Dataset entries
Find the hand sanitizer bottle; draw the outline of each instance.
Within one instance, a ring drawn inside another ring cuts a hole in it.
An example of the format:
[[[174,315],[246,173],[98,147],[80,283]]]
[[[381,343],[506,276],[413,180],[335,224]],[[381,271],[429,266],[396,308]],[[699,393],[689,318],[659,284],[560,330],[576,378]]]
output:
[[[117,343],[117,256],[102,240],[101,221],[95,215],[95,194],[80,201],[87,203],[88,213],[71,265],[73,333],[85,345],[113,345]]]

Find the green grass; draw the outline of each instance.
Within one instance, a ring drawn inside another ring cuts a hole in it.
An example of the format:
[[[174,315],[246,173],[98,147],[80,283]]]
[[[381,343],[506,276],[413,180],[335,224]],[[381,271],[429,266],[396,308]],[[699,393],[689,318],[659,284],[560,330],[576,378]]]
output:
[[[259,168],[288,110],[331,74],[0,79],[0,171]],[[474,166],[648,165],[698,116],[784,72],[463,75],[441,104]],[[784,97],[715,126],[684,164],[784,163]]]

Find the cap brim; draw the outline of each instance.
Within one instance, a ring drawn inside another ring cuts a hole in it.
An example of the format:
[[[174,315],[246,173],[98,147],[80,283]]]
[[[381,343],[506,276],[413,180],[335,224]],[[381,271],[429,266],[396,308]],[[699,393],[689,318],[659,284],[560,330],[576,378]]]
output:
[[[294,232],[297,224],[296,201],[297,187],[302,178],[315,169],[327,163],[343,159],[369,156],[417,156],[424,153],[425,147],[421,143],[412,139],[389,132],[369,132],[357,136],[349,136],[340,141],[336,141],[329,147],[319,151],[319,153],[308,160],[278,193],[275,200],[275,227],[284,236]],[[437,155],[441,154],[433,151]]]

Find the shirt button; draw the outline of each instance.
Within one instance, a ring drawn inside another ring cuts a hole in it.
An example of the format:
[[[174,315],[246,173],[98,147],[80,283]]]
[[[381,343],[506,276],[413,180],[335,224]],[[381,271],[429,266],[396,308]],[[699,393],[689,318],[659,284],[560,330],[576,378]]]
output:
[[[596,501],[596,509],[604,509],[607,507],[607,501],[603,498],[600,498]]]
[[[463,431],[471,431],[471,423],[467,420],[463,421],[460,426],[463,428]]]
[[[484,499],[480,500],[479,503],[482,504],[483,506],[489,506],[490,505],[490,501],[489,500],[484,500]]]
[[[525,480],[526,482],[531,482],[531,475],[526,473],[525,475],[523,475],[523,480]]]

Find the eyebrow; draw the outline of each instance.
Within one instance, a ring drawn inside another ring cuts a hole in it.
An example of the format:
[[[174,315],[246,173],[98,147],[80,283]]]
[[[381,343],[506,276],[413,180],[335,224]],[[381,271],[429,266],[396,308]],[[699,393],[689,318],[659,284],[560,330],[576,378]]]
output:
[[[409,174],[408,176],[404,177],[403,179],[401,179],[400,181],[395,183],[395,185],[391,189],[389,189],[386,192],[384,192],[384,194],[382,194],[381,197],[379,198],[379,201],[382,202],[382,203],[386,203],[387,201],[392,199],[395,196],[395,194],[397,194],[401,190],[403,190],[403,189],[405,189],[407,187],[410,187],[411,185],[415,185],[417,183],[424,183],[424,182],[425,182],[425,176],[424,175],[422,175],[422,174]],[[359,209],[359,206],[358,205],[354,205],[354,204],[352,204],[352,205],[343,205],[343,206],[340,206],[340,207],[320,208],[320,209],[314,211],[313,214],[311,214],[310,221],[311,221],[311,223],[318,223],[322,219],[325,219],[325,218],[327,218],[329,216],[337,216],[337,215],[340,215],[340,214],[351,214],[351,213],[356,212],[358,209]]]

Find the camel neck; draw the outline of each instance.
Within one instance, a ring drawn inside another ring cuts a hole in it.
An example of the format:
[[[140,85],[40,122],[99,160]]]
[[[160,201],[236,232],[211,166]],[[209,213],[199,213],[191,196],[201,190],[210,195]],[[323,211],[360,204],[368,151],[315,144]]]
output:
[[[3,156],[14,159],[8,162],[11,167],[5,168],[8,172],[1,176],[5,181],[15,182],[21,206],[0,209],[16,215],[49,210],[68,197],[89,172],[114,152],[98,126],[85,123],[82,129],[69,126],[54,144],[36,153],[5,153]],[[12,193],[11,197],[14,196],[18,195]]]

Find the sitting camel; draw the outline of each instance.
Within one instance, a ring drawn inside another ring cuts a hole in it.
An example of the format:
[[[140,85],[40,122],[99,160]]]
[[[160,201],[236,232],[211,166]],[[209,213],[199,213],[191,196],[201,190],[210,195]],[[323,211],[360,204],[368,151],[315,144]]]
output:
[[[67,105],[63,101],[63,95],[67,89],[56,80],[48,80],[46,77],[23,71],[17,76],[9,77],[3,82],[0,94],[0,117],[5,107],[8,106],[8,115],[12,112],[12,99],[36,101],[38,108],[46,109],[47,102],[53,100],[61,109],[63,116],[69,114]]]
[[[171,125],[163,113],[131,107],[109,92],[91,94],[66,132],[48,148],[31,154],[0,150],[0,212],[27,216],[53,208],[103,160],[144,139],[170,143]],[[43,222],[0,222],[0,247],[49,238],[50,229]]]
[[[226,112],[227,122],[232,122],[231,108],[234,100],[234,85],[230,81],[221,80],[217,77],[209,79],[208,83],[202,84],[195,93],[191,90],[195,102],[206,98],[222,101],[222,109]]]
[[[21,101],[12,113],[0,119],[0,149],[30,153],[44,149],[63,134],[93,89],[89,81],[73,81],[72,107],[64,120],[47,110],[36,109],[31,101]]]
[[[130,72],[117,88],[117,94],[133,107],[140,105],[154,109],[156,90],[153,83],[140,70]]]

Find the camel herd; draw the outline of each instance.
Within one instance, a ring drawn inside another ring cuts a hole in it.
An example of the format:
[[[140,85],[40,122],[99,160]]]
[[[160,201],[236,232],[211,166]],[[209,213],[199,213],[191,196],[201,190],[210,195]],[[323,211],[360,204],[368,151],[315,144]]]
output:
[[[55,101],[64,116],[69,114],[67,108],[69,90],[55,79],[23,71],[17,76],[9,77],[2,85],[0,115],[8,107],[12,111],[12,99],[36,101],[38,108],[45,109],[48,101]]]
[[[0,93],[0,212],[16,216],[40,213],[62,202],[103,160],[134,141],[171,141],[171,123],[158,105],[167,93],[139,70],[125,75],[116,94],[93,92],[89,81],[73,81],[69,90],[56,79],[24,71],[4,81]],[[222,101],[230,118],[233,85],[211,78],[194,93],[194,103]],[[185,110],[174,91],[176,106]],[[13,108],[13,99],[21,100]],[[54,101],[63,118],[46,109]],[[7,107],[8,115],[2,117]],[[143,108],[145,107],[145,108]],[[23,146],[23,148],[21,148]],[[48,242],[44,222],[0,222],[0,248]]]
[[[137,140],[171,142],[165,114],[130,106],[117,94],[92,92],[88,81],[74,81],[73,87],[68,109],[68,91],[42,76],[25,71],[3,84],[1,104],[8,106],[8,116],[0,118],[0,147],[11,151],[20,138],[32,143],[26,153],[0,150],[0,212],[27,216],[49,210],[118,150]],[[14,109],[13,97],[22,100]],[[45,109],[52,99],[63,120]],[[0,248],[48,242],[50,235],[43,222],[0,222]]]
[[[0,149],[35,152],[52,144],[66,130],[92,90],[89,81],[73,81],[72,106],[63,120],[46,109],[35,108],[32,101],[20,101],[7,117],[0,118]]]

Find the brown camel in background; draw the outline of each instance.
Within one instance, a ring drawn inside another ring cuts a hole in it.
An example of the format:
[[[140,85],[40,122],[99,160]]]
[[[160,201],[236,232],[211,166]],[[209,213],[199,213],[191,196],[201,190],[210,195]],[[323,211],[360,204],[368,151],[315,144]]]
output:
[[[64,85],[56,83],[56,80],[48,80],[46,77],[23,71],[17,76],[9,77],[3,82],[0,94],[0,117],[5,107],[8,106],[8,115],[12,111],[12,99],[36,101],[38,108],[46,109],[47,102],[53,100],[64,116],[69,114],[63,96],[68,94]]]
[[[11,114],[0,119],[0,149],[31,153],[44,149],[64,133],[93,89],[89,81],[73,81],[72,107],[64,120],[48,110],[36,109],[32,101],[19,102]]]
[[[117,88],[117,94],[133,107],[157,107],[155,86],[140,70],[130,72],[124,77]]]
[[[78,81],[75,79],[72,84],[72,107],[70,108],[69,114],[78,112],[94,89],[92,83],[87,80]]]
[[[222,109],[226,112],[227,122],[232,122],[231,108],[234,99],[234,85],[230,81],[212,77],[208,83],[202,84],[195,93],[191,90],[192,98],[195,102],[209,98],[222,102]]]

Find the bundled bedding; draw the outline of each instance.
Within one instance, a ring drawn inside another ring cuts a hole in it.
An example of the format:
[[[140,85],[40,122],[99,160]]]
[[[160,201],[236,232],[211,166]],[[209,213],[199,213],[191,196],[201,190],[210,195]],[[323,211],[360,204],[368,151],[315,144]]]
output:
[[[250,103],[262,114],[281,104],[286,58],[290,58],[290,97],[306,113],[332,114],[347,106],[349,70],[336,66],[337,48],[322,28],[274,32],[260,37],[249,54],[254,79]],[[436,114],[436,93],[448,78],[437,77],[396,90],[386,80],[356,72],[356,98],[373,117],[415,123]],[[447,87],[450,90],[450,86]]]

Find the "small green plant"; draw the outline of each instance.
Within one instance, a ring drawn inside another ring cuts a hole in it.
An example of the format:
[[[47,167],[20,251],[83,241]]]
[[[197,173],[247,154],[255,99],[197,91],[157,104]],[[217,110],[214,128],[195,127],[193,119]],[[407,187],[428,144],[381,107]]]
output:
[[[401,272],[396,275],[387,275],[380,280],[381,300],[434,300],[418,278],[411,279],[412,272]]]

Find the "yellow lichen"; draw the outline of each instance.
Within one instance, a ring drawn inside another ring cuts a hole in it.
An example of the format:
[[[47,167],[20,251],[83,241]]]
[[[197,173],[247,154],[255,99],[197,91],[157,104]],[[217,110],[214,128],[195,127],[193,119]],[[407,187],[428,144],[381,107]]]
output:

## Exercise brief
Pull out all lines of the data with the string "each".

## Response to this exercise
Find the hand sanitizer bottle; draw the outline of each instance.
Find the green grass; draw the outline of each instance.
Find the cap brim; draw the outline of each instance.
Find the shirt button; draw the outline of each instance.
Find the eyebrow; draw the outline of each instance.
Find the camel neck; draw the outline of each instance.
Find the sitting camel; draw the outline of each instance.
Find the camel herd; draw the outline of each instance.
Find the brown camel in background; draw the outline of each instance.
Find the bundled bedding; draw the outline of each instance.
Find the "small green plant"; draw the outline of each instance.
Find the "yellow lichen"; draw the outline of each instance.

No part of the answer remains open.